Selected text

Coin shortage affecting rural banks more than businesses
WEST PLAINS, Mo. (KY3) - Banks may be short on coins in the Ozarks, thanks to the coronavirus.
According to some business owners, the national shortage may have started to affect the coin supply for local banks.
“I cannot imagine us living in a cashless society. I just don’t think it would work,” Heather Christopher said.
Christopher has seen recent social media posts about the coin shortage.
Saturday, she went to give a customer change, while working at Old Time Flea Market, and noticed she was down to her last penny.
“I had not thought about it happening in West Plains but had to give a nickel back because I am down to one penny. I couldn’t give change for four cents. I had to give them a nickel,” Christopher added.
Tim Cates, owner of the Wash Board, a laundromat, relies on people’s change to make a living.
He doesn't want to see a card-driven society.
“I’m not looking forward to it. I like the old way,” Cates explained.
Cates has enough coins right now, that he is actually in a position to help.
“As far as my business - I’ve actually sold some (coins) to a local bank,” Cates told KY3.
The Federal Reserve said last month it would limit the amount of coins it sends to banks due to the shortage caused by the pandemic.
Kevin Dietz’s arcade games inside the Wash Board, make him a prime candidate for banks on the hunt for coins.
“I’ve had a couple of banks call me and ask me if I coming in with some loads of quarters for them,” Dietz said.
He travels the Ozarks and has heard employees mention a shortage but says he hasn't seen any signs of private businesses short on change.
“Nobody’s put out signs saying we are in dire need of coins,” Dietz noted.
The Federal Reserve expects coin circulation to return to normal as more businesses open back up and production of coins increases.

Provided records
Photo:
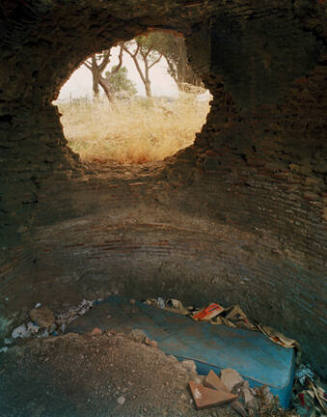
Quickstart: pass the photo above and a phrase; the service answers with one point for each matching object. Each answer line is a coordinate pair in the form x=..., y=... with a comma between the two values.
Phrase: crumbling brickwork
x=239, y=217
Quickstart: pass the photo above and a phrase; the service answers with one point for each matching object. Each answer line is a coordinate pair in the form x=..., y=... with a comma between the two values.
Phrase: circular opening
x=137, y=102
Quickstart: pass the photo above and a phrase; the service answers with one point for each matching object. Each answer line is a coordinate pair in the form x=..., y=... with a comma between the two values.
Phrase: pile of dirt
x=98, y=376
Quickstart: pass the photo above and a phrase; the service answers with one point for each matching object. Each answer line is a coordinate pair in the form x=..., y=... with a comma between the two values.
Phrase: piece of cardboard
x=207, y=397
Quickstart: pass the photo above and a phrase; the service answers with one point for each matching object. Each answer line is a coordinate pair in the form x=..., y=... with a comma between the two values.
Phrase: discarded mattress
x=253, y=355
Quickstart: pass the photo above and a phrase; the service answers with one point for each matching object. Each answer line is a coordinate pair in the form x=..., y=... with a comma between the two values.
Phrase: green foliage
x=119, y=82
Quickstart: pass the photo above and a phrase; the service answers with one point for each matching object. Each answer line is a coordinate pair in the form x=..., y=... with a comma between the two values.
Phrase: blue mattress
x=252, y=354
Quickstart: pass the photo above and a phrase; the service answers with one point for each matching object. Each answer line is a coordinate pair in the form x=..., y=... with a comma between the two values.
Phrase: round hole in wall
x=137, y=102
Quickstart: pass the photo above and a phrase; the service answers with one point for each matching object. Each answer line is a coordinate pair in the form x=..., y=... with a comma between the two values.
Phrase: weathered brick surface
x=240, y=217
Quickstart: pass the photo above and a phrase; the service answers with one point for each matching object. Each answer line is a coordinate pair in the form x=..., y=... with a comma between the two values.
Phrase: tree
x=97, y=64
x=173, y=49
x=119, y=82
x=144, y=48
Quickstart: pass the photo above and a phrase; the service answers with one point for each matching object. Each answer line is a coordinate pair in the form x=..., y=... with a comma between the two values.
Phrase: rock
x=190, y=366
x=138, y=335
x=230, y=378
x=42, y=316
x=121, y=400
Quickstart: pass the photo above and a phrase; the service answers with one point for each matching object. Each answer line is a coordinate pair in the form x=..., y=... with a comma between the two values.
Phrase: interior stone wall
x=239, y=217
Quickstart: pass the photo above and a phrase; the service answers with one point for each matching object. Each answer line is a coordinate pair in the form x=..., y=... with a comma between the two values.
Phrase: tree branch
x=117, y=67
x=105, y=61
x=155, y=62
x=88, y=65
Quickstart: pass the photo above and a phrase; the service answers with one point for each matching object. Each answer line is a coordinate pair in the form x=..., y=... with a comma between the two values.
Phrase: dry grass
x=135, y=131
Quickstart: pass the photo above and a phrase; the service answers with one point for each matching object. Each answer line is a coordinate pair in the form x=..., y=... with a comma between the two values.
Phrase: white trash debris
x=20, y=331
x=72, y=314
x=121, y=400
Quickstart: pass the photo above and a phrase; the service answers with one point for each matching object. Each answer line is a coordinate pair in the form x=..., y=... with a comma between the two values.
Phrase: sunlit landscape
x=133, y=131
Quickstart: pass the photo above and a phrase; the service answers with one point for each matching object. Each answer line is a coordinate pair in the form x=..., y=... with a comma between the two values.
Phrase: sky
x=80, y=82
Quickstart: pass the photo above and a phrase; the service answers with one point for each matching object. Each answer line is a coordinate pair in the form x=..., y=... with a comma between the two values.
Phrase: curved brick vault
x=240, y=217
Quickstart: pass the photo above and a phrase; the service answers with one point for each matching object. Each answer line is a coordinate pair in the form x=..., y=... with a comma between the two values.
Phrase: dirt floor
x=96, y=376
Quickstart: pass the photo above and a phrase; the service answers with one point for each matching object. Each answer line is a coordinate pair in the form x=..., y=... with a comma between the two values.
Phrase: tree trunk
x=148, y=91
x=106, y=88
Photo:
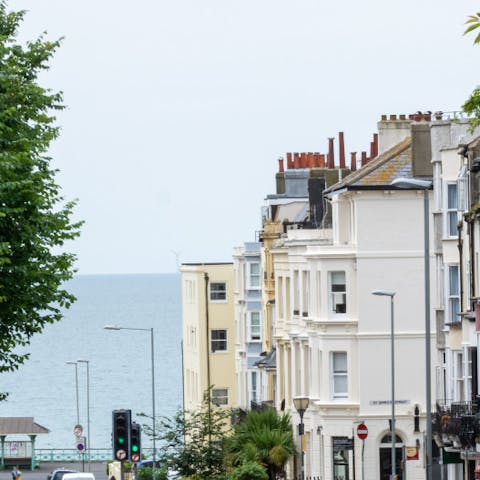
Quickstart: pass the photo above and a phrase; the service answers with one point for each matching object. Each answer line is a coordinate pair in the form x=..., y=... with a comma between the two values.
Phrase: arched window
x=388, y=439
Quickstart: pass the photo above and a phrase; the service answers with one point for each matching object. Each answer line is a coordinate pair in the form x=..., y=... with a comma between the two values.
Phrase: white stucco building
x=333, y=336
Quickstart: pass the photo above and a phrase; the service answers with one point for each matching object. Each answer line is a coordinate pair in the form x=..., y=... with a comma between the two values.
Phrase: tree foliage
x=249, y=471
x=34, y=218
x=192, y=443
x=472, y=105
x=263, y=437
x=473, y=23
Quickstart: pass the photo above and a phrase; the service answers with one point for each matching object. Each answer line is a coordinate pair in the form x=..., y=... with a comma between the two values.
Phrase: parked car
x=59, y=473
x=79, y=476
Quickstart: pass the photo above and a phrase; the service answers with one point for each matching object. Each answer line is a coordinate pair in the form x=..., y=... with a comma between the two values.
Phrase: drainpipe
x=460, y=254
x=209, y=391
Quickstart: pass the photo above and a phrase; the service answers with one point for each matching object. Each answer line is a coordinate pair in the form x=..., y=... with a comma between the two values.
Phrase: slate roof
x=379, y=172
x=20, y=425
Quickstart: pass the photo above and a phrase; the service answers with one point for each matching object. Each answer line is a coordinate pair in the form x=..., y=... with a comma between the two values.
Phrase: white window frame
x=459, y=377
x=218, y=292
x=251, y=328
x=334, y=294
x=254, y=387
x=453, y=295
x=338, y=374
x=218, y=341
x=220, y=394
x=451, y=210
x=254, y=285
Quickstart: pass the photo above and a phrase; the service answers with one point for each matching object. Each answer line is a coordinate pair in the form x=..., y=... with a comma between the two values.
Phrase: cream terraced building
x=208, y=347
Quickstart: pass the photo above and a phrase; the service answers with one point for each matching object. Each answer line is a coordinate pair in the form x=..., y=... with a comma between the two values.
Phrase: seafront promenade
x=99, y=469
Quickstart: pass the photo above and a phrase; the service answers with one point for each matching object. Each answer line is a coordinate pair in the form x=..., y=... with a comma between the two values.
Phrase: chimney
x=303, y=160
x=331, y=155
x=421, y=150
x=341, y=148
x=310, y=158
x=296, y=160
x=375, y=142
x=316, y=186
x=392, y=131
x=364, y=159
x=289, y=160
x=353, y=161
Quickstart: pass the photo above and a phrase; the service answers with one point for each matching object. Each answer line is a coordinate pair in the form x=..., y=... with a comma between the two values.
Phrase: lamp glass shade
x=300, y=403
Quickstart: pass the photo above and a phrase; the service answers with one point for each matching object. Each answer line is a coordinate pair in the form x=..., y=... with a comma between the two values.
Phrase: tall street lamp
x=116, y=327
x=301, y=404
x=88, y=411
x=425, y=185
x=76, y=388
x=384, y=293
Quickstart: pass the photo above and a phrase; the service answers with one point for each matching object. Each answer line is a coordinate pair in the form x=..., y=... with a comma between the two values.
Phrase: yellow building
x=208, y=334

Activity
Answer these questions from the coin shortage story:
1. Where was Heather Christopher working when she found she was down to her last penny?
2. What kind of business is the Wash Board?
3. What did the Federal Reserve say last month that it would limit?
Answer from the text alone, without using the records.

Result below
1. Old Time Flea Market
2. A laundromat
3. The amount of coins it sends to banks